Natural-language object grounding data
....................

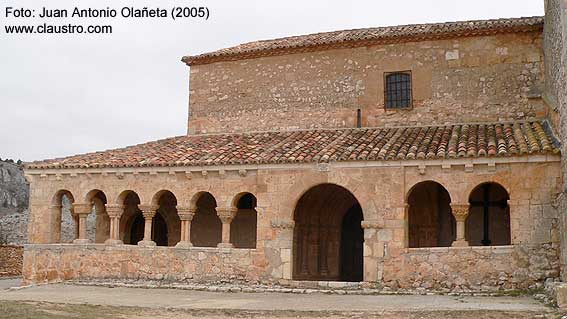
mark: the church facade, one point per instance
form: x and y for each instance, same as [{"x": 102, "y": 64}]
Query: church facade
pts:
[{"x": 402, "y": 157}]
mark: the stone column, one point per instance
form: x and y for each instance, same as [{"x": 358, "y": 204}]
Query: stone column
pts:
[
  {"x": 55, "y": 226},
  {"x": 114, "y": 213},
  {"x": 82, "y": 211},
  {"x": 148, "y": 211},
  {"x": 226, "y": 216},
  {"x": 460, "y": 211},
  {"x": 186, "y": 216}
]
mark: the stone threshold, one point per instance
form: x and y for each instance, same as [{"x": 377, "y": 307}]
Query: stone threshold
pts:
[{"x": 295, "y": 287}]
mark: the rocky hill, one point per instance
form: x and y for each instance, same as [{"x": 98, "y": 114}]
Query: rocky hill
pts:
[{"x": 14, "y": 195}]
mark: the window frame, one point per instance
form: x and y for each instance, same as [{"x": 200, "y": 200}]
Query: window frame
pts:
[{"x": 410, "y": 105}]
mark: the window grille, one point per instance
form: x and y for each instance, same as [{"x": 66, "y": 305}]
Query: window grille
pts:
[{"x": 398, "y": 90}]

....................

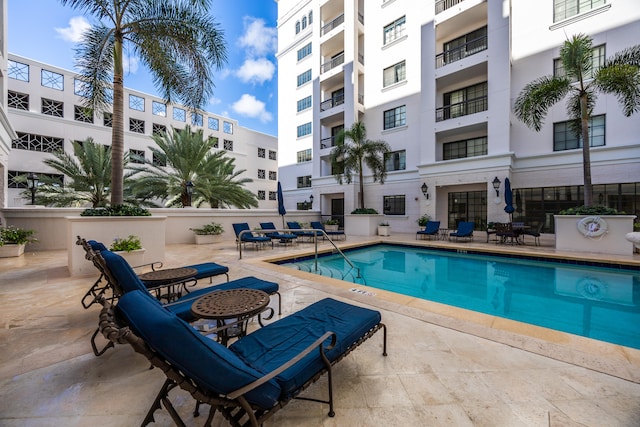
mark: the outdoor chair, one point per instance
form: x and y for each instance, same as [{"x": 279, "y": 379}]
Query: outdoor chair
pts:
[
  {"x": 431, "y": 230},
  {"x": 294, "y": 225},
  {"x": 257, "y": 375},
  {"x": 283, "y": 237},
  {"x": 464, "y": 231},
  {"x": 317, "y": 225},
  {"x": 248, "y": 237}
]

....................

» TASK DETAILS
Would you copy all lines in the records where the string "church" appears?

» RESPONSE TO THE TASK
mark: the church facade, one point per instance
Query: church facade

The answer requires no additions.